In any case, Kim Chang-Bok simply knows that Ri Hyok-Chol (no. 7) and Jong Il-Gwan (no. 11) can pull some rabbits out of their hats and he seems to be encouraging them in doing so, which also gives Chollima some previously unseen unpredictability.
It would make utter sense to state earlier that Chong Tese wasn’t allowed to flourish within the extremely defensive setup. But that’s not the case anymore; and the Japanese-born forward would now probably be able to replicate his fantastic spring form for Suwon in the national team, too.
This has its drawbacks, most notably a burning right-hand side (where Jong Il-Gwan operates, and which South Korea exploited a lot yesterday), but we should seriously learn to respect North Korean front line; especially in the future when Pak Kwang-Ryong, a skillful six-footer, actually turns up.
Another North Korean strength would be their aerial presence. Even without Pak Kwang-Ryong, DPRK carry a significant threat at both ends of the pitch.
For most of the yesterday’s game, Lee Jeong-hyeop was completely neutralized by the defenders (partially by himself, as per usual) and South Korean set pieces were dealt with routinely – even though here again, the takers made it way too easy for the goalkeeper with their (overly) in-swinging corners.
In front of the opponent’s goal, an improvised alternative plan for this tournament – with Pak Hyon-Il as the ace for late stages – worked wonders against Japan, as his headers played an instrumental part in both goal moves. Otherwise, Pak Kwang-Ryong usually functions in the same role from the beginning, and once again, two outswinging corners (you see, neighbors?) resulted in two goals vs Uzbekistan.
To sum up, the physical North Koreans have spent the past months relentlessly beating the crap out of the silly stereotype about ‘small, frail East Asians’ (which is, genuinely, the type of saying you’d find a normal Czech football fan perpetuating) and only that alone makes them a dangerous, if not outright interesting side.
Alain Perrin’s Chinese, the ultimate counter-attackers
Look, I know it’s nothing new, but it’s worth repeating. It started with this vine I still watch for fun and guaranteed smile occasionally and it’s been going on to date.
China have simply mastered the skill of rushing out of the starting blocks, and hell, they don’t make it too easy for themselves as they often sit so deep in their own half. Simply put, Chinese transition from defence to attack happens to be undefendable every now and then, perhaps most frequently among all current Asian national teams.

#### REQUIRED ACTIONS:
#1 In the football analysis text, who is described as a skillful six-footer?
#2 Write the next few sentences of the football analysis of Asian national teams, picking up after its last sentence.
The entries come from a separate source, unrelated to the football analysis.

#### MATERIAL SHOWN:
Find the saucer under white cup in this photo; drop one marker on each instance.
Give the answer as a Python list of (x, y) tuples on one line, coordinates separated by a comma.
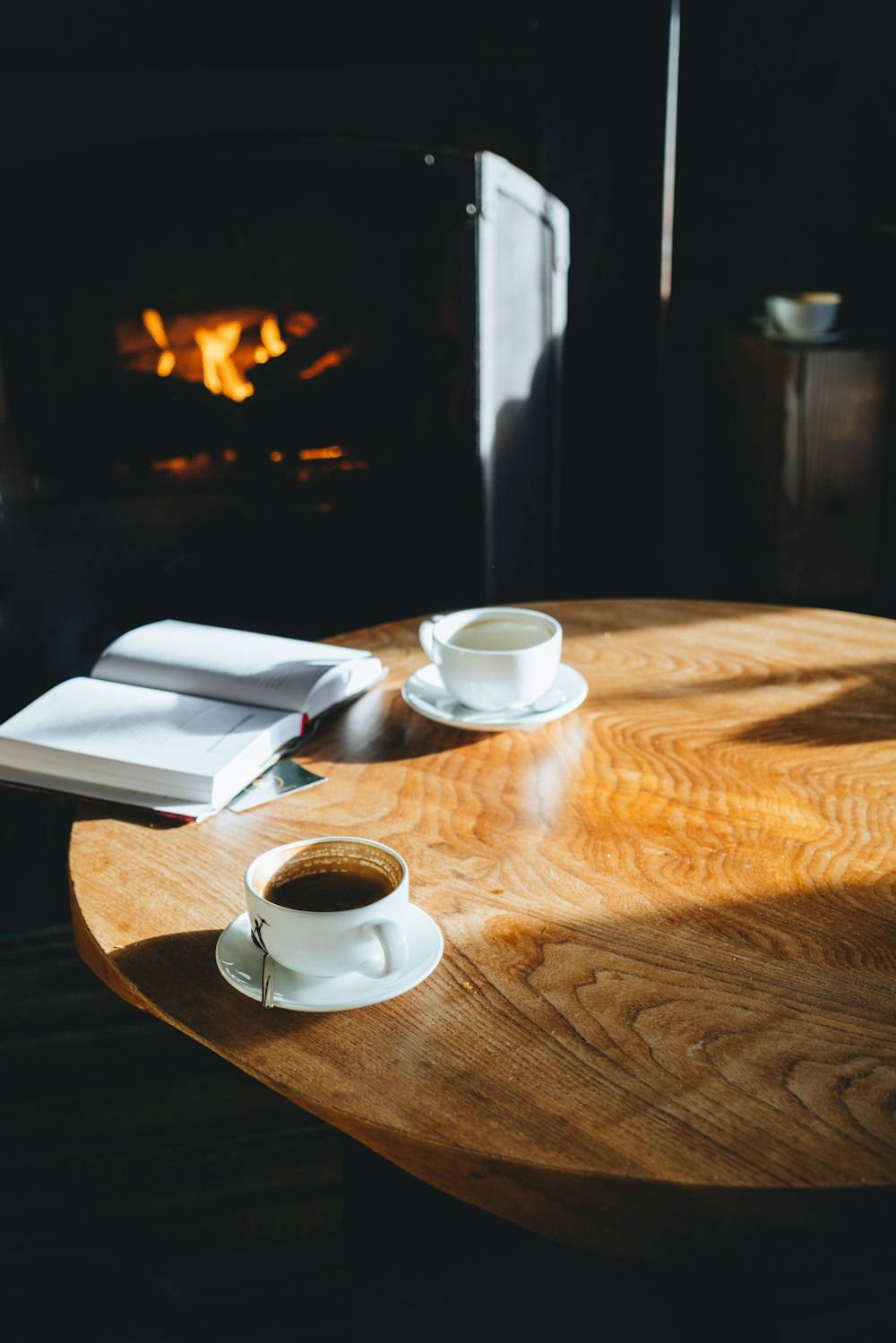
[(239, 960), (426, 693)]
--
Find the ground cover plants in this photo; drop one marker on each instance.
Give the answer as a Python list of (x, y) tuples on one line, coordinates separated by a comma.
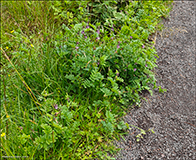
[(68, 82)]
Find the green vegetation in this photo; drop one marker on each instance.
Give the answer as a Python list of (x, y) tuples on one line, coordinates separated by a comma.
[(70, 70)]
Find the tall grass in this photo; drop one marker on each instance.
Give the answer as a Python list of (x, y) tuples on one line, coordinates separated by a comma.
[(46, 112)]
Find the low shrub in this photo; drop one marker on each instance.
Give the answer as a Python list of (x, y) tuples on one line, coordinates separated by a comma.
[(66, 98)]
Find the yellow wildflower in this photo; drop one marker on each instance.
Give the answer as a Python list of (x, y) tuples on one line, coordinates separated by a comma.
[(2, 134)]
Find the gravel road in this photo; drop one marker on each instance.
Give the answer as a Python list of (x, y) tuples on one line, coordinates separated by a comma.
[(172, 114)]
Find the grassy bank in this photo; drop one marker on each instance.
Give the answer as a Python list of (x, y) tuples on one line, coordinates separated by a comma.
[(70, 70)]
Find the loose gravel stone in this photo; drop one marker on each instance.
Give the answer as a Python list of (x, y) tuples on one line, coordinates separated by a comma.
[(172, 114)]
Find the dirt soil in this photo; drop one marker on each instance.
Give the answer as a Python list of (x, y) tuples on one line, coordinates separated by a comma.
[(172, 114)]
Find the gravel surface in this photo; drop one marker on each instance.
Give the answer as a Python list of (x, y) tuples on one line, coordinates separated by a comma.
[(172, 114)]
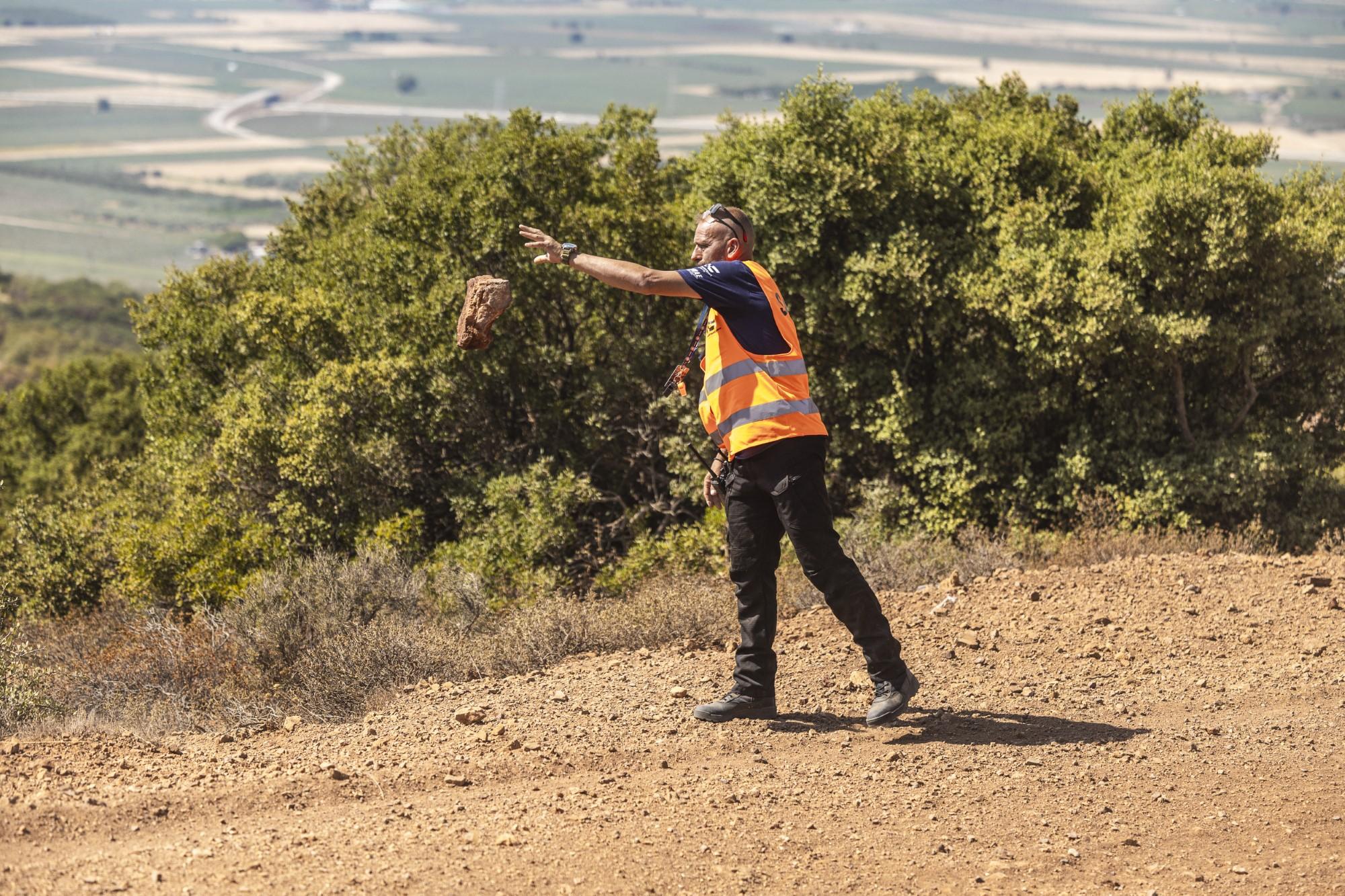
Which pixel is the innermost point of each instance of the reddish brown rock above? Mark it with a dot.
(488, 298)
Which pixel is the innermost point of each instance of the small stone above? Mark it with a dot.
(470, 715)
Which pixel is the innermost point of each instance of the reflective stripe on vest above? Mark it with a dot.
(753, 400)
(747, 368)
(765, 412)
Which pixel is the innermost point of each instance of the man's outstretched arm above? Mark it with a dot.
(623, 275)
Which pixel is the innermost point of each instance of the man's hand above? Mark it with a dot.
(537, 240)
...
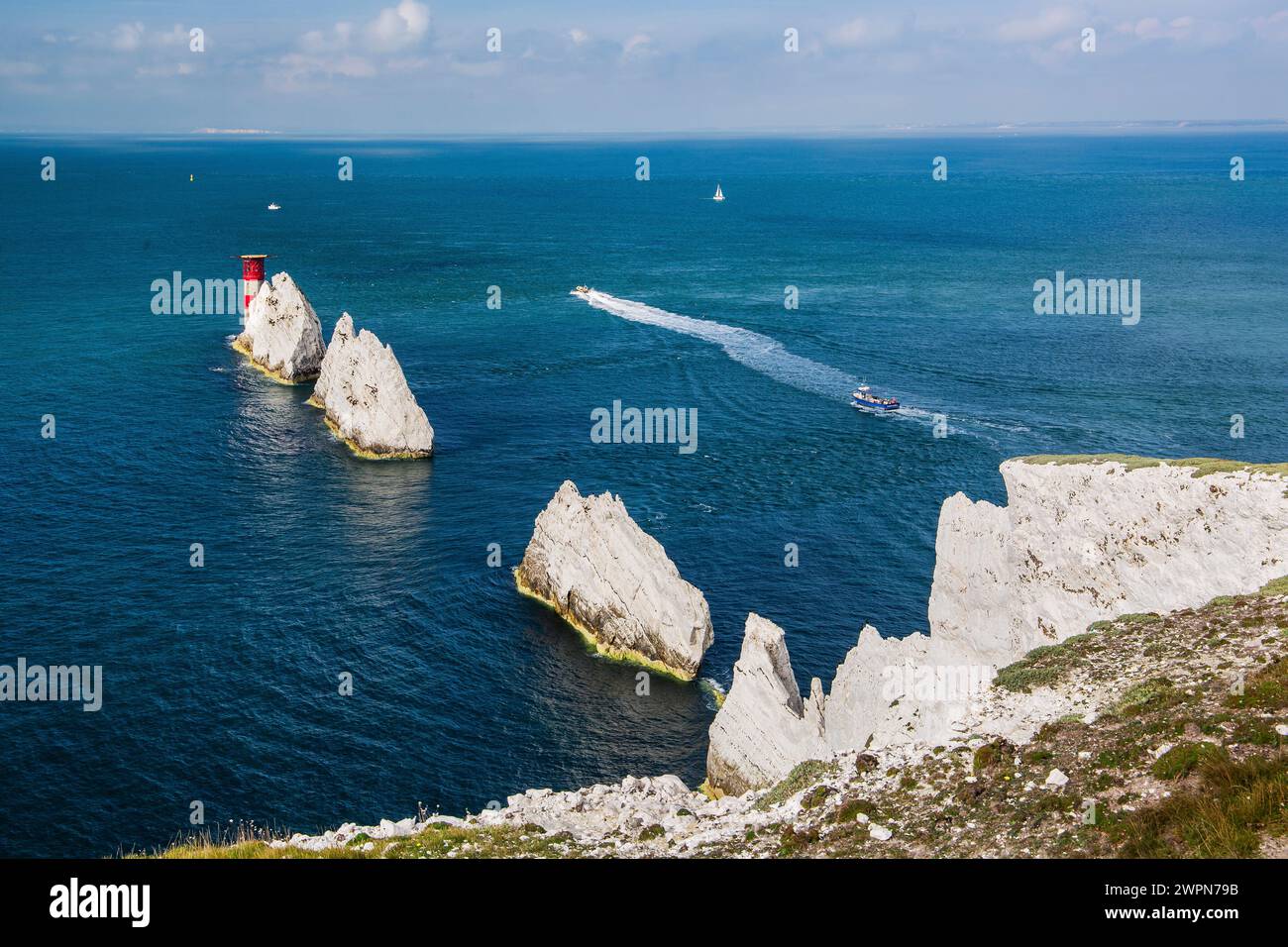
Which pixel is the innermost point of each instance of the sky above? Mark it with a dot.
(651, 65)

#### THE RESULTS:
#1 Pak Kwang-Ryong

#2
That’s – to rather great extent – a prime testament to the skills of one man: Wu Lei. The Shanghai SIPG mainstay, who’s recently registered an incredible 11 assists in space of two months and 10 league games (per Transfermarkt), possesses some tremendous acceleration, anticipation and can press the ball, for which he proves to be an absolute nightmare for most centre backs.
If you recall the first half of the Asian Cup quarter-final, it was Wu Lei and no one else who made Jedinak and Wilkinson look bad with his pace and next to no reaction time. He’d have burst deep into Australian defending third at least three times before the break and only some terrible lack of support from his team mates meant all those attacks didn’t generate any tangible danger.
Yesterday’s action was only slightly different (for better) and Wu Lei himself couldn’t control the ball well enough on an occasion or two, but he still remains a wonderful asset for Alain Perrin going forward.
That said, the Team Dragon looks to be vulnerable to their own weapon; or at least that was the case against Japan. Chinese defenders seemed to always be one step behind, always in need of recovering quite some space, and played a pretty high line for Asian standards in general.
On the other hand, I was reminded on Twitter after the final whistle that Alain Perrin still tends to be too cautious when facing more talented teams, and that’s arguably a true statement. However, Zheng Zhi is the main figure in this regard, and he was – oddly enough – left out of the starting eleven to face Japan.
The captain is the calming presence per excellence, possibly even the best carrier of it on the whole continent at the moment, and he also operates as the third Chinese centre back for majority of games.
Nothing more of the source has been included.